- **Exercise aim**: Gather every line of the listing below that contains the string "slab", matching case exactly.

- **Data supplied**:
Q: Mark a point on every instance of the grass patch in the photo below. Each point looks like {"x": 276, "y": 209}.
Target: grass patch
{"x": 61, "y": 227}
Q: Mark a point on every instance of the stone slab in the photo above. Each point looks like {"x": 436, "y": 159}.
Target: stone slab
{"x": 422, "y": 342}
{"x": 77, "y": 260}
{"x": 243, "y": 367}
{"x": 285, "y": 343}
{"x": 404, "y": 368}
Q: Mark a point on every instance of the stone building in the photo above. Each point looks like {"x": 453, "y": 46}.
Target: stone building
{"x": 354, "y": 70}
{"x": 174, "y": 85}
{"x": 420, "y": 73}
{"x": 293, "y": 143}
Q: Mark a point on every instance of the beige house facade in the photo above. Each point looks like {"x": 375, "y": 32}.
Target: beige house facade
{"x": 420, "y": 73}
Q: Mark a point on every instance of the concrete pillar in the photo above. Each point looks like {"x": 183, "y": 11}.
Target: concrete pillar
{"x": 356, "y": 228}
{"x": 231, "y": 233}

* * *

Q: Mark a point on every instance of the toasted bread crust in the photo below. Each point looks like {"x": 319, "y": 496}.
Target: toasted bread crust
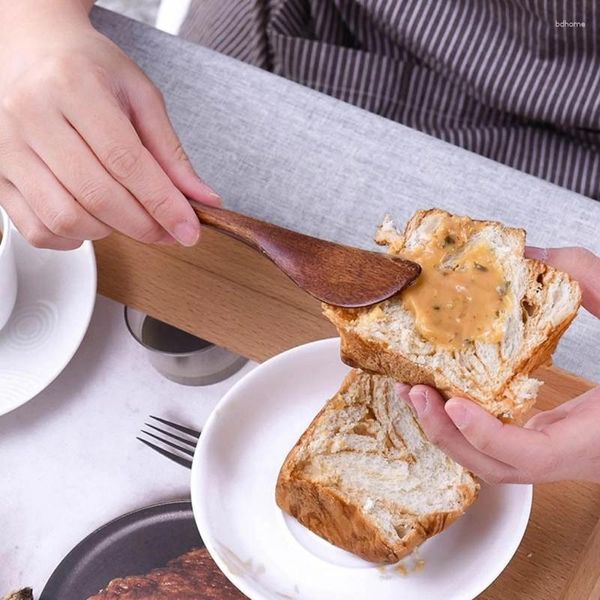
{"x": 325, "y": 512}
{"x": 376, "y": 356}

---

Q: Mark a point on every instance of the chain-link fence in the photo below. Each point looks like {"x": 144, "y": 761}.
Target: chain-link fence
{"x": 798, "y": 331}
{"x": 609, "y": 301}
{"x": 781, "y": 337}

- **Correct result**:
Q: Mark a point on every instance of the stone slab in the photo above. Each point looks like {"x": 436, "y": 159}.
Target: stone slab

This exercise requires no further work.